:: Task directions ::
Render the lines of the entries below as a numbered list, starting with the line that contains "Outline every instance of the bush" and going on through the line that contains "256 109 L 253", leaving out any blank lines.

***** Excerpted records *****

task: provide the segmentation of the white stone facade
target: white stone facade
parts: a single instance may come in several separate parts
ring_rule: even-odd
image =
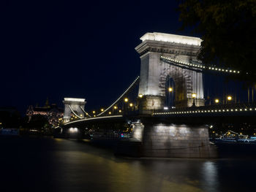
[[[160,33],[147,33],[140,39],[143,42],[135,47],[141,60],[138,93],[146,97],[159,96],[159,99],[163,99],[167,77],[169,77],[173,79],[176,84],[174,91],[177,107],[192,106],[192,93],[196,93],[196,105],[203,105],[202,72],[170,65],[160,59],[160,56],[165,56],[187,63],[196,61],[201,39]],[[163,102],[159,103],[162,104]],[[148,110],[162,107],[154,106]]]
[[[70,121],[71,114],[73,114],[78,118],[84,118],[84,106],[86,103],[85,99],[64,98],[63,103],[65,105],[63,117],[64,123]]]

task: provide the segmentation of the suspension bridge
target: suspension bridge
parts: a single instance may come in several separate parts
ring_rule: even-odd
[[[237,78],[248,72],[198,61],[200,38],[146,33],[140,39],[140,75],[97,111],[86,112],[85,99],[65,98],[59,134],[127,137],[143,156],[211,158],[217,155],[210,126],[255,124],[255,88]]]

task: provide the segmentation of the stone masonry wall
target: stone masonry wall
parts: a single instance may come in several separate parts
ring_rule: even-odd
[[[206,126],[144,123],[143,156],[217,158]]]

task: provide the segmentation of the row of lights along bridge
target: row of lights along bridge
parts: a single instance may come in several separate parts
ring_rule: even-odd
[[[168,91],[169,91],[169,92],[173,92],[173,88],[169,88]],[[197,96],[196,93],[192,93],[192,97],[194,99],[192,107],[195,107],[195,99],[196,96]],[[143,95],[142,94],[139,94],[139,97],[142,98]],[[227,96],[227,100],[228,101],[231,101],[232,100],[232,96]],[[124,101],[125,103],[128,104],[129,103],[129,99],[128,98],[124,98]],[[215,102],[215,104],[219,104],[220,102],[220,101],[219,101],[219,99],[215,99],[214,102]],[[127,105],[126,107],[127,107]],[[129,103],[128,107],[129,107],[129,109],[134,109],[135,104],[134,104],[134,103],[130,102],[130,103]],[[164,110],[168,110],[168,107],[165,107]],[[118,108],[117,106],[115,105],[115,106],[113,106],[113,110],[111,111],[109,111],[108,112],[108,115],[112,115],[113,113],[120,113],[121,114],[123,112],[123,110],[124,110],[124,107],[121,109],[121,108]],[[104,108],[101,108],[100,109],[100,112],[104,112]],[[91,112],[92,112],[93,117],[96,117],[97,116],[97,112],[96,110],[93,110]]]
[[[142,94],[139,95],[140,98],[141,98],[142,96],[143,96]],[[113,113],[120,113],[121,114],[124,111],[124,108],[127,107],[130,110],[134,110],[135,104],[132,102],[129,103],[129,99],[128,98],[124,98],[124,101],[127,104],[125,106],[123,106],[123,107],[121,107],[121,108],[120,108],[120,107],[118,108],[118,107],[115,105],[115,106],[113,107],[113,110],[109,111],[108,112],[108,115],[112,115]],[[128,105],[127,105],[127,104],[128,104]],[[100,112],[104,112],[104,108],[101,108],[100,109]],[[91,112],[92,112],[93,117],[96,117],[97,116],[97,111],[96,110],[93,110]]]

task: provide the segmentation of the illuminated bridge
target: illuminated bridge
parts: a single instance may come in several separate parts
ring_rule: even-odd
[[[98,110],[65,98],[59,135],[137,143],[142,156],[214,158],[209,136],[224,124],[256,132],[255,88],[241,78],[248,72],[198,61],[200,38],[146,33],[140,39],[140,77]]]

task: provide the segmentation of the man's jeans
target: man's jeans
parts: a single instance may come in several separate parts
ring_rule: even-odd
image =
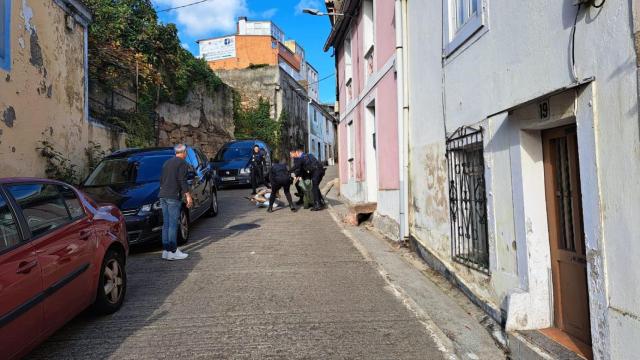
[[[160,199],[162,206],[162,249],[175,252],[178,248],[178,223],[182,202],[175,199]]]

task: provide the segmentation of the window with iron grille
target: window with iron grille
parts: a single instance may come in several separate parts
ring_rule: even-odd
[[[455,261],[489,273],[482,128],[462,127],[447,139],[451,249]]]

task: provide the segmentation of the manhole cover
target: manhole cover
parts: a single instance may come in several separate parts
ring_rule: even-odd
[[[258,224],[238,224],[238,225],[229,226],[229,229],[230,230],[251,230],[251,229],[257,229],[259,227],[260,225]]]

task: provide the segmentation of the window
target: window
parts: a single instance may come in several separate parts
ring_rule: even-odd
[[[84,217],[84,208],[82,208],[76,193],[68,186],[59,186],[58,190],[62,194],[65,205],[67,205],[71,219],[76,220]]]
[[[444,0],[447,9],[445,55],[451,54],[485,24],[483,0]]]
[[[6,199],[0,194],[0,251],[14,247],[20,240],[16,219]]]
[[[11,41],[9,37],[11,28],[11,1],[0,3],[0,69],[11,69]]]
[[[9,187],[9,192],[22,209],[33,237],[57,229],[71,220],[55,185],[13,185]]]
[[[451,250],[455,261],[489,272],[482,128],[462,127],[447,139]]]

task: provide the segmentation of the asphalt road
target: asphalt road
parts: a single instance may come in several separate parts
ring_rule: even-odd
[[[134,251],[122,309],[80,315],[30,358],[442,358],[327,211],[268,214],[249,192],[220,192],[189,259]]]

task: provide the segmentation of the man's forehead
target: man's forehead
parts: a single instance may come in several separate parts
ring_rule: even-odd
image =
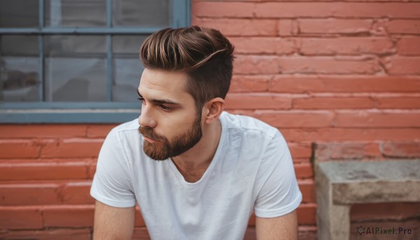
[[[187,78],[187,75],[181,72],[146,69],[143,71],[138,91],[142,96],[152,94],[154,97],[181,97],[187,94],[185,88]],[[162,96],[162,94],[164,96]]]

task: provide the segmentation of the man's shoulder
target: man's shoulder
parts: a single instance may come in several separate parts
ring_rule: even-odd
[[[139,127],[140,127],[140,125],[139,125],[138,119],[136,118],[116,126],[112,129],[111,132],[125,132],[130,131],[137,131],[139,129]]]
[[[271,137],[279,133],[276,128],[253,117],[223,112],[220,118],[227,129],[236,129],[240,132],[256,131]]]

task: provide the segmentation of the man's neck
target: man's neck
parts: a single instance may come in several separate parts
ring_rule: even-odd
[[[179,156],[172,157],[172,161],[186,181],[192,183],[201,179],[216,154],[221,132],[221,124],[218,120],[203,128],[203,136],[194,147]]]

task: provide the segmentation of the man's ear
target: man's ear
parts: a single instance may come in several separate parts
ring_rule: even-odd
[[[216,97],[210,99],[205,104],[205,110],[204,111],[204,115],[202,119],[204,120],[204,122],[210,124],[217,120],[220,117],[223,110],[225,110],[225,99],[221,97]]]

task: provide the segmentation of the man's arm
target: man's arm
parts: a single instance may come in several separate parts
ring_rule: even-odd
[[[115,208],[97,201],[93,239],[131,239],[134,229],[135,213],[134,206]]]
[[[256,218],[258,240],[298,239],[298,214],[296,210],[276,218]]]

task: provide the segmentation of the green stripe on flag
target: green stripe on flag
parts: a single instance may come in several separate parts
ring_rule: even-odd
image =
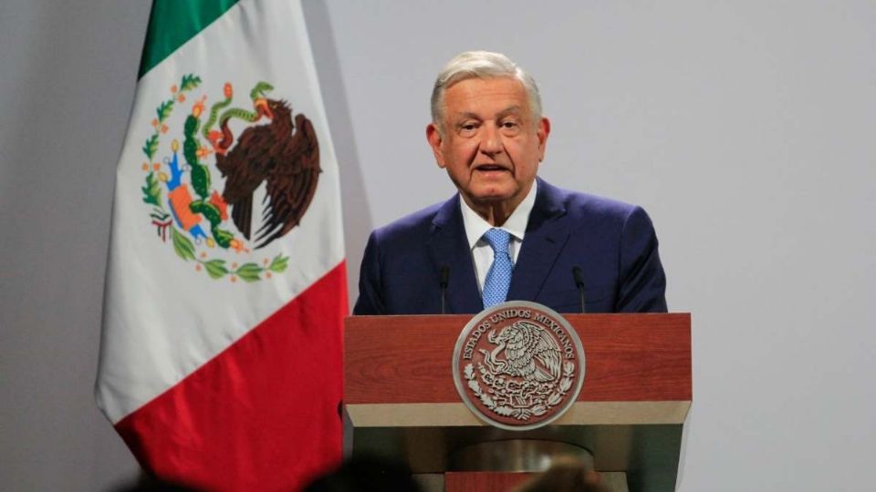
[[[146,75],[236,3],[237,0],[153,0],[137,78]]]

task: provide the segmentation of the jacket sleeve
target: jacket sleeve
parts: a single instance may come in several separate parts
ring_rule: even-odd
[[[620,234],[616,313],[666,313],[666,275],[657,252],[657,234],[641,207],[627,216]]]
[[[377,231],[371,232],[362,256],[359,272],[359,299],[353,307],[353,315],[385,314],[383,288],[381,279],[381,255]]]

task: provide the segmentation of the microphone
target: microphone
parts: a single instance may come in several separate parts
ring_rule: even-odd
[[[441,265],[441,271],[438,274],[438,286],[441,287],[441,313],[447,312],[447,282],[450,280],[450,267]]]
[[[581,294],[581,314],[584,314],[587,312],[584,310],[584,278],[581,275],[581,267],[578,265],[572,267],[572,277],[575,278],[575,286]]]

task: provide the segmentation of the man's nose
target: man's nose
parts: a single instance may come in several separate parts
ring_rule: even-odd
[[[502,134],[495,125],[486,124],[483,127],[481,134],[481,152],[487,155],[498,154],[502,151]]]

*****
***** Excerpted records *****

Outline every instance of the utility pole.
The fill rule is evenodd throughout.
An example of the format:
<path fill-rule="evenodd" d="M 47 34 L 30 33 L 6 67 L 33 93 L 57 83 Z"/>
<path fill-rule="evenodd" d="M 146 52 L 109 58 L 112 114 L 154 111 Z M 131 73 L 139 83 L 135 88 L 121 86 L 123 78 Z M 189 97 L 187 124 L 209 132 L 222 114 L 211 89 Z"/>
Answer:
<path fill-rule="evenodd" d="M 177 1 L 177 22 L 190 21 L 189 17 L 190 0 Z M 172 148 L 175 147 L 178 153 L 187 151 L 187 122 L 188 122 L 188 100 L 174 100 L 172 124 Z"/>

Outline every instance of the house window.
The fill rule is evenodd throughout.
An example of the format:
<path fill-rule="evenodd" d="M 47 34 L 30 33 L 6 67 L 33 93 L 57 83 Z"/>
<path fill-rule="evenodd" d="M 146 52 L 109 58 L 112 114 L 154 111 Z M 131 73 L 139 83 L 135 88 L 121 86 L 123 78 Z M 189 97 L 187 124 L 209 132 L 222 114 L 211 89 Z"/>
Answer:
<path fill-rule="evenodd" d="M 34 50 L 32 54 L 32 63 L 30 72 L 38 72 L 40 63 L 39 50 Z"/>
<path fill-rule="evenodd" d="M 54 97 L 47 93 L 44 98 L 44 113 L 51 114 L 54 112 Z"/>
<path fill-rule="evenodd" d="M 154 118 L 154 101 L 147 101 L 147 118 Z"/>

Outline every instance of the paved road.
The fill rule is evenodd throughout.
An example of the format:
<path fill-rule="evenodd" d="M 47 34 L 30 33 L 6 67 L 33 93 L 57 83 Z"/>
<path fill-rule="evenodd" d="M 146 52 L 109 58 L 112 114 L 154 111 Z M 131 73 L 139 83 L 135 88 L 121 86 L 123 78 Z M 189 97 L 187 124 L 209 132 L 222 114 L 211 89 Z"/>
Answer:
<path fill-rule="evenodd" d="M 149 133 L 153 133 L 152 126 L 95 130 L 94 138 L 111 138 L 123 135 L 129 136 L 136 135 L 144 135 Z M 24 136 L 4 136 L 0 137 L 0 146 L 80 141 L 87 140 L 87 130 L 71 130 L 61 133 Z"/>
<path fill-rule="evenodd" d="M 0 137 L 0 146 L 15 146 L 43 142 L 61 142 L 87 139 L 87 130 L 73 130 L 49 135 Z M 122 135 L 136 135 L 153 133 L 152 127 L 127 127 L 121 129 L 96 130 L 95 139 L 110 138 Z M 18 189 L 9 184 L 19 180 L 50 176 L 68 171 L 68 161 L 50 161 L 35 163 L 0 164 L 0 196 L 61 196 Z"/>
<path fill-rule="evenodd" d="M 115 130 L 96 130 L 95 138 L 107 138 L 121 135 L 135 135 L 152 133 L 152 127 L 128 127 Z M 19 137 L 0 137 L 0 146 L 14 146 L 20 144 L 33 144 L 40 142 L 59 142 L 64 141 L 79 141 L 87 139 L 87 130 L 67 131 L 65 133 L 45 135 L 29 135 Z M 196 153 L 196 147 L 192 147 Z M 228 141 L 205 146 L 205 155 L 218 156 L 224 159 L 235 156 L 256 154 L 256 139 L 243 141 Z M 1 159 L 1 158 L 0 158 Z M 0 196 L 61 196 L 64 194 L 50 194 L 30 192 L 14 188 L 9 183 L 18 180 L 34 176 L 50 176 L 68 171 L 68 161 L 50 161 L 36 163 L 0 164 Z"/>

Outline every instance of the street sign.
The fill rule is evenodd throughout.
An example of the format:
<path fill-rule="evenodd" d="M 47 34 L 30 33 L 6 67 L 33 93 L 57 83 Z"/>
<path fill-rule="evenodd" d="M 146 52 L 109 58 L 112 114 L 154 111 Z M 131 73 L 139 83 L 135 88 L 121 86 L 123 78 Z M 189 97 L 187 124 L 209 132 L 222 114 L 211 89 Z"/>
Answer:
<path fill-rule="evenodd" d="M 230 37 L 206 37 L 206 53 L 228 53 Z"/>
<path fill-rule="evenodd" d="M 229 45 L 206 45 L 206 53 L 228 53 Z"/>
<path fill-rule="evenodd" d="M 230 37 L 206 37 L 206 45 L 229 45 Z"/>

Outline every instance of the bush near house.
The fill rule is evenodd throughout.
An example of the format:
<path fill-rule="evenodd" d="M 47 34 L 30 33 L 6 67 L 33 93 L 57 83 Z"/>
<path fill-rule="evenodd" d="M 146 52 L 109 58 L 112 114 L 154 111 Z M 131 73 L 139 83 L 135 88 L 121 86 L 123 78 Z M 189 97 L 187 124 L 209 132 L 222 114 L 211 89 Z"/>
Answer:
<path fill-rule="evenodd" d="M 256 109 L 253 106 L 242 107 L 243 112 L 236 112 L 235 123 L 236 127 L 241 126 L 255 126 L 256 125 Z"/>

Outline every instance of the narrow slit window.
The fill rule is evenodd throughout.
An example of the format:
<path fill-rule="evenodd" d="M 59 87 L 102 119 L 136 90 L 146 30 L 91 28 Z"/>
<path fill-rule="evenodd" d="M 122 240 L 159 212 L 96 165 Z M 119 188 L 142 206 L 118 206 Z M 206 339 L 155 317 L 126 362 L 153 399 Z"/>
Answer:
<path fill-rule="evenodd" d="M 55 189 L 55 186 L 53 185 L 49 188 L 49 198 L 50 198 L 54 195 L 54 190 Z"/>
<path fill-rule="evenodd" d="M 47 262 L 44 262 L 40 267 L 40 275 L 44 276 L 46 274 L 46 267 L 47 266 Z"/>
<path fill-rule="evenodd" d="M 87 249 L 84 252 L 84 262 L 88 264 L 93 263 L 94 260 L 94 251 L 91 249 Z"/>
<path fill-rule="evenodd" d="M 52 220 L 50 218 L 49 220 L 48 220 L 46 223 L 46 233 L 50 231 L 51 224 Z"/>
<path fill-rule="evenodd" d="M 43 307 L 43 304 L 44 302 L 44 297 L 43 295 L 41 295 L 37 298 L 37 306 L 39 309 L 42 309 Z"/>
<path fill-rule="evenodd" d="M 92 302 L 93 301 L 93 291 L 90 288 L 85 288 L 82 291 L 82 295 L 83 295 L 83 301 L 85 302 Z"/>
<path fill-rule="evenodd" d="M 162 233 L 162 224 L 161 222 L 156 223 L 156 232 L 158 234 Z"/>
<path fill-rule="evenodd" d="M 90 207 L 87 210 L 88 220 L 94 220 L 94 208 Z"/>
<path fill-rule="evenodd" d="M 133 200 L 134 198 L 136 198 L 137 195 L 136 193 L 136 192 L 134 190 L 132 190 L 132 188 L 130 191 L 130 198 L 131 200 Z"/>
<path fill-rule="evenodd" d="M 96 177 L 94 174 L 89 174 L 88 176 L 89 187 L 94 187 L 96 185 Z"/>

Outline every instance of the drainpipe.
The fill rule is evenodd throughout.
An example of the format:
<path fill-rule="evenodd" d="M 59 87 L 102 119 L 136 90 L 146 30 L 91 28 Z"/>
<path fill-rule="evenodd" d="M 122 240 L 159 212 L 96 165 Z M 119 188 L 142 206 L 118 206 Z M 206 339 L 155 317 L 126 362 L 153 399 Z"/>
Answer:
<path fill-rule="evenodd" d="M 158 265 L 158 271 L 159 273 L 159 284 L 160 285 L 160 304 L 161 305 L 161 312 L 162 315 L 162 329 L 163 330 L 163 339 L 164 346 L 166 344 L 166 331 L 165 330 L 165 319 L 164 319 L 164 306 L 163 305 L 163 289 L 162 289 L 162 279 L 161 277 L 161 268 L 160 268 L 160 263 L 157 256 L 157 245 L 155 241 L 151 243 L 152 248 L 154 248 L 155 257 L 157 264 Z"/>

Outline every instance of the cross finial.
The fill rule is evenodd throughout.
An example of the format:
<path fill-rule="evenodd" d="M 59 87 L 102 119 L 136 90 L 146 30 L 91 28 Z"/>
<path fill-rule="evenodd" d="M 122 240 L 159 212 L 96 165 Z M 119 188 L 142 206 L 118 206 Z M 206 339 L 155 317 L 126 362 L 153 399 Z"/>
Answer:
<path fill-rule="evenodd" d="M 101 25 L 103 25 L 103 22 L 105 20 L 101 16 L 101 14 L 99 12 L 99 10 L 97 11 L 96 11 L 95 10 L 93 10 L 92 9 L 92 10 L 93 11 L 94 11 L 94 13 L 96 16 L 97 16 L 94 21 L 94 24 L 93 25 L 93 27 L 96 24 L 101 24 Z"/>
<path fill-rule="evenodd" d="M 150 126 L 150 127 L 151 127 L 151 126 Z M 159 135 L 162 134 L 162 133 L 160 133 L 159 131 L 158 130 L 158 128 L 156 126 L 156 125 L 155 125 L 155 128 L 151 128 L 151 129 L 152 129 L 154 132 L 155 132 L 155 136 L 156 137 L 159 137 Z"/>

*****

:: Output for this exercise ::
1. Outline every instance of the bush near house.
2. The fill rule is evenodd throughout.
3. An example of the format:
4. <path fill-rule="evenodd" d="M 47 34 L 30 33 L 6 67 L 33 93 L 57 83 Z"/>
5. <path fill-rule="evenodd" d="M 146 52 L 109 58 L 112 114 L 154 111 Z M 131 73 L 139 83 L 135 88 L 121 86 L 123 78 Z M 189 97 L 187 124 L 209 132 L 222 114 L 211 89 Z"/>
6. Answer:
7. <path fill-rule="evenodd" d="M 256 109 L 253 106 L 242 107 L 243 112 L 236 112 L 235 123 L 236 127 L 241 126 L 255 126 L 256 125 Z"/>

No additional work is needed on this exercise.